* PASSAGE SHOWN:

Principal, Associate Portfolio Manager, Infrastructure

Week Thoughts: Market Relief, MLP Grief

The market found some relief on the stimulus bill, but midstream and MLPs lagged this week.  Canada midstream helped the AMNA outperform the other midstream indexes.  Oil prices fell further, and the lack of places to put oil in this climate is concerning. 

REITs and Utilities rebounded with the market, then acted more defensively Friday when the market and interest rates dropped.  Midstream gave up most of its mid-week rebound Friday, but it was still the 10th best week ever for AMNA at 4.9%.

Distribution Announcements

  • Several more distribution cuts were announced this week, including ENLC, DCP, GEL, and NBLX which brings the total 1Q distribution / dividend cuts to 7 if you count ETRN/EQM as a single cut
  • The NBLX cut came just a quarter after the IDRs were eliminated, another example of an IDR takeout multiple that skews much higher in retrospect
  • Expect further distribution cuts as midstream operators grapple with their elevated leverage amid the challenging macro backdrop

Updated Records – Worst. Month. Ever.

* GIVEN RECORDS:
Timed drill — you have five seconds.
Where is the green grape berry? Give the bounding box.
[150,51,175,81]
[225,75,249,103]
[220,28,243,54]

* EXERCISE TASK 1: Return each line of the records that contains the string "green".
* EXERCISE TASK 2: Write the next part of the weekly midstream and MLP market commentary, beginning after its final line.
The market commentary and the records have no connection to each other.

* REPLY 1:
Where is the green grape berry? Give the bounding box.

* REPLY 2:
There hasn’t been much midstream-specific news aside from pulling back on spending and distributions.  I have no particularly insightful takes on just how long U.S. production and pipeline volumes can hold out before shut-ins start happening.  What I can offer is an updated look at the magnitude of the sell-off we have seen so far this year and month. 

There are only two more trading days left this month and this quarter, both of which will be the worst ever for midstream and MLPs, by a wide margin.  Indexes are down 50-60%, worst quarter before this was -22% for AMZ and 25% for AMNA, both in 3Q 2015. 

We added another top 10 worst day of the year to the list for both AMZ and AMNA on Monday, and AMNA added another one on Friday. 

With this volatility has come a few up days as well, including 3 in the top 10 and another addition for AMNA this week on Tuesday.  AMZ didn’t keep up with AMNA on that day or on this week overall.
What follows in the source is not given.